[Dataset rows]
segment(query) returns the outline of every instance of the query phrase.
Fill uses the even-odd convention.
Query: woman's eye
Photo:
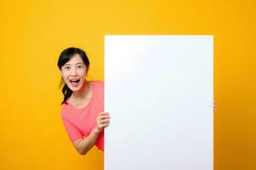
[[[64,67],[64,68],[65,68],[65,70],[68,71],[68,70],[70,70],[71,67],[65,66],[65,67]]]

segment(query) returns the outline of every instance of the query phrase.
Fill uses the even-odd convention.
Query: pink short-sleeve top
[[[68,100],[63,104],[60,115],[71,141],[87,137],[96,126],[97,116],[104,111],[104,82],[92,81],[93,95],[89,103],[82,109],[75,108]],[[104,150],[104,130],[95,145]]]

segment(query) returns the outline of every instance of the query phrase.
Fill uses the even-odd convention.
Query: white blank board
[[[212,170],[212,36],[105,36],[105,170]]]

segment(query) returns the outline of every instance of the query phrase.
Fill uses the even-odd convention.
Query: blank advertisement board
[[[213,169],[213,36],[105,36],[105,170]]]

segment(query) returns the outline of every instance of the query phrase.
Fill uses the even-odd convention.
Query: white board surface
[[[105,170],[213,169],[213,36],[105,36]]]

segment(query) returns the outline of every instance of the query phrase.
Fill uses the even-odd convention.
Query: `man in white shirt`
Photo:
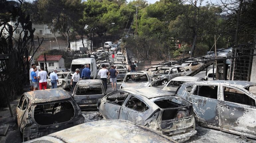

**Written request:**
Render all of the data above as a numbered list with one line per entry, skipping the blank lines and leaving out the pictures.

**Solved problem:**
1. segment(query) returns the outline of every instance of the query phrase.
2. Fill uses the even-odd convention.
3. Query: woman's eye
4. Photo:
5. [[[64,67],[64,68],[65,68],[65,70],[68,71],[68,70],[70,70],[71,67],[65,66],[65,67]]]
6. segment(query) returns the outline of every instance of the query phrase.
7. Fill uses the even-odd convention.
8. Query: pink short-sleeve top
9. [[[68,100],[63,104],[60,115],[71,141],[87,137],[96,126],[97,116],[104,111],[104,82],[92,81],[93,95],[89,103],[82,109],[75,108]],[[104,150],[104,130],[95,145]]]
10. segment(query) returns the outline of every instance of the query phrase.
11. Fill uses the even-odd convention.
12. Query: white blank board
13. [[[212,170],[212,36],[105,36],[105,170]]]
14. segment(query) returns the outline of every instance of the query phrase.
15. Fill uses the even-odd convention.
16. Query: blank advertisement board
17. [[[213,169],[213,36],[105,36],[105,170]]]
18. segment(query) returns the outline of every instance of the query phrase.
19. Fill uses the even-odd convention.
20. Query: white board surface
21. [[[105,170],[213,169],[213,36],[105,36]]]
22. segment(query) returns the outline of every instance of the query phrase.
23. Fill uses the even-odd convention.
24. Query: `man in white shirt`
25. Photo:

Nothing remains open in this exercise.